## TASK DESCRIPTION
Output all the records below, word for word.

## PROVIDED RECORDS
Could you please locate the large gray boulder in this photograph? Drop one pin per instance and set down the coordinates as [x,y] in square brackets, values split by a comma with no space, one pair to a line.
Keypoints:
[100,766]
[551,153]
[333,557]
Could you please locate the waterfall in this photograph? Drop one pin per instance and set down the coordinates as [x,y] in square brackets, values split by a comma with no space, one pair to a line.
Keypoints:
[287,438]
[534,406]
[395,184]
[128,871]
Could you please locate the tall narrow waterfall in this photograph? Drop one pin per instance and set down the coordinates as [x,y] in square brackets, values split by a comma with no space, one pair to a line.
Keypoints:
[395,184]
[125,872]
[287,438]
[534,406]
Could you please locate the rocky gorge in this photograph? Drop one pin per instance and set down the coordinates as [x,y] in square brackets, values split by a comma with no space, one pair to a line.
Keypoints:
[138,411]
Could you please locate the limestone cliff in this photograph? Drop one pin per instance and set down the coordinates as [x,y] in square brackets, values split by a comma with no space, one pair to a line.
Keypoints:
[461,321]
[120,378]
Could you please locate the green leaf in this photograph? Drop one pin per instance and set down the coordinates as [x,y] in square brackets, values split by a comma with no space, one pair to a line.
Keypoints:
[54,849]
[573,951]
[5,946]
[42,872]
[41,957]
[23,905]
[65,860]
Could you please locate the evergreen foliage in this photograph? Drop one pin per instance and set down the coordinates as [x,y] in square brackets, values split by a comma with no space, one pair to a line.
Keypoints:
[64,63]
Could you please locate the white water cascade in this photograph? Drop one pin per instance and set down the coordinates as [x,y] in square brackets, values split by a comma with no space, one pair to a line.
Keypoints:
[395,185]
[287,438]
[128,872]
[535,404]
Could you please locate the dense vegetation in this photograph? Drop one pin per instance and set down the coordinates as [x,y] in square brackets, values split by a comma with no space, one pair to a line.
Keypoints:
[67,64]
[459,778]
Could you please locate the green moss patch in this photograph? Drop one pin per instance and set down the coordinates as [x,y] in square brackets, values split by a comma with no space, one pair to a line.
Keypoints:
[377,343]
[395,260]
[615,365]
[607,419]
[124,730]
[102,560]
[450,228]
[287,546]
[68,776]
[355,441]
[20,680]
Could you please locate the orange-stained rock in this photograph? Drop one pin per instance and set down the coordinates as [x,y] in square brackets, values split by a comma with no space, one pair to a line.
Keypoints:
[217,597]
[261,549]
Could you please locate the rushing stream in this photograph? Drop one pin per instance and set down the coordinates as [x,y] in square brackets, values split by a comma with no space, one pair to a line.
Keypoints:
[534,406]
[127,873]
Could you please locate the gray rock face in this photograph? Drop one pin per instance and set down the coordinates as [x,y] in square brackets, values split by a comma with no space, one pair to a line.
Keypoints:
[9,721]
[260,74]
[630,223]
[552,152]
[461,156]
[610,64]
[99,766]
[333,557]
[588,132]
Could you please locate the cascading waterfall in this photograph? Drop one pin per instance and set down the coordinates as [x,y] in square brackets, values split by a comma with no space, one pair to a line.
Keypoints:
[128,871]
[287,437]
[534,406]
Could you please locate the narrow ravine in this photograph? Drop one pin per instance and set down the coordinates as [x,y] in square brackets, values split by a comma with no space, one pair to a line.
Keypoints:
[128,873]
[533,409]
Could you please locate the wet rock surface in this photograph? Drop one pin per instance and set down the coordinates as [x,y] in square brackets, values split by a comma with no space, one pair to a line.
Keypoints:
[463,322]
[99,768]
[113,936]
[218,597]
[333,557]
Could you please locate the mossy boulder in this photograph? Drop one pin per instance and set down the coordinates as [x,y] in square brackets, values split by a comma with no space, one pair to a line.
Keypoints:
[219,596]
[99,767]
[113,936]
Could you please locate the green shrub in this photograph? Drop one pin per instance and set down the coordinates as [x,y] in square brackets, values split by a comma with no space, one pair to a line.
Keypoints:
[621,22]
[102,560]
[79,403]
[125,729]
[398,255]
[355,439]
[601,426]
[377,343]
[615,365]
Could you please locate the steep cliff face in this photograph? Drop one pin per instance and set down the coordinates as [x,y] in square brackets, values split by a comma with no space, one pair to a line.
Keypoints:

## RESPONSE
Could you please locate the large gray boulder in this photograph? Drop one pin per instance and set down the coordinates as [x,y] in square brackets, values split by a comma with no space, one pair to a line.
Keypoints:
[100,766]
[551,153]
[333,557]
Could you please locate the waterfall in this photograph? Drop one pin per instance and set down the coordinates as [x,y] in square brackets, values split by a comma with no space, one pair to a line.
Keypoints:
[287,438]
[534,406]
[395,184]
[128,871]
Could you please locate the tall narrow waterfall in this photograph? Drop one pin per instance and set down the coordinates as [x,y] in square brackets, values split by a comma with no space, one pair to a line.
Keypoints:
[395,184]
[125,872]
[287,438]
[534,406]
Could you please locate the rocky gorge in this photograph? Drop one pin per instance and set down the coordinates as [x,y] in square brackets, values split by a comma with no space, one pair to a line.
Keypoints:
[138,411]
Could you please locate the limestone cliff in this photograph? Drop one pin per instance and set down the coordinates as [x,y] in square brackets, values split by a comma with no space, one pair to a line.
Keypoints:
[461,321]
[120,378]
Could you please locate the green leaf in this photograph? Drop one pin per instance and set down the coordinates as [x,y] in square brackets, values split by a comma with no space, one pair to a line.
Keypoints:
[54,849]
[573,951]
[5,946]
[42,872]
[41,957]
[23,905]
[65,860]
Could you please locate the evergreen foliage in this photograph? Drop one pin per instance and set down the coordinates as [x,y] in square brackets, values split by a comma with no space, one pair to a line.
Keypoints:
[64,63]
Could you please locate the white water cascade in this photograph? Drop one pin per instance and set down the coordinates as [x,y] in square brackets, values split by a comma with no space, one pair to a line.
Keypoints:
[395,185]
[287,438]
[128,872]
[535,404]
Could you please locate the dense vegetation in this photograph? Drop one pin per instance and set down the coordinates as [x,y] in square brackets, values split by a comma with no space, one pair to a line.
Keypoints:
[67,64]
[459,778]
Could you please locate the green moss patch in this photograph? Drop one pin per instance and set down the coordinates as [x,y] in square brackets, values split by a comma with no space, one pair to a line.
Keypoints:
[377,343]
[395,260]
[615,365]
[607,419]
[124,730]
[102,560]
[450,228]
[287,546]
[68,776]
[355,441]
[20,680]
Could you please locate the orange-stained rock in this photograph? Drop one pin per instance and set down the coordinates as [x,y] in square brackets, values split by a comma with no space, one pair to a line.
Keypoints:
[217,597]
[261,549]
Could you please locate the rushing stream in this photograph? Drop one pin per instance and set down the coordinates as [x,y] in square brackets, values split by a comma with no space, one pair to a line.
Keypoints:
[534,406]
[127,873]
Could you please locate the gray rock face in this photograph? Drop one pin per instance and set down the coordinates as [x,y] in square brackets, values split by a comma with no space, one pair to a line.
Keypoints:
[9,721]
[260,74]
[630,223]
[552,152]
[461,156]
[610,64]
[99,766]
[333,557]
[588,132]
Could you please locate the cascading waterfall in this photograph? Drop one pin per instance and set down the coordinates as [x,y] in square brackets, values split by a comma with no space, one pair to a line.
Keypoints:
[128,871]
[287,437]
[534,406]
Could you please locate the narrow ravine in this photograph? Drop one pin per instance and set down the coordinates as [x,y] in square brackets, values split by a comma with no space, one pair to a line.
Keypoints:
[128,873]
[533,409]
Could you please locate the wet rock surface in this photograph? Drop one pin per instance and set down the coordinates as [x,y] in square brackets, values split by a comma with no space, one pair to a line.
Keypoints:
[463,322]
[99,768]
[113,936]
[218,597]
[333,557]
Could you please locate the mossy boulder in this photograph? Drop one pin per instance and set down the coordinates as [x,y] in square brackets, values split by a comma with no space, one pair to a line.
Keypoints:
[219,596]
[99,767]
[113,936]
Could you please locate the green shrub in this photograph? Drop one pin per instance and set down the coordinates as [x,y] in square brackets, values split by a comma with no space, one pair to a line.
Keypoints:
[621,22]
[102,560]
[79,403]
[125,729]
[398,255]
[355,439]
[601,426]
[377,343]
[615,365]
Could you please locate the steep cliff face in this photograph? Drop one pin per instance and set down the coordinates as [x,y] in square brackets, values split by a comma with no space, one pair to a line.
Keypoints:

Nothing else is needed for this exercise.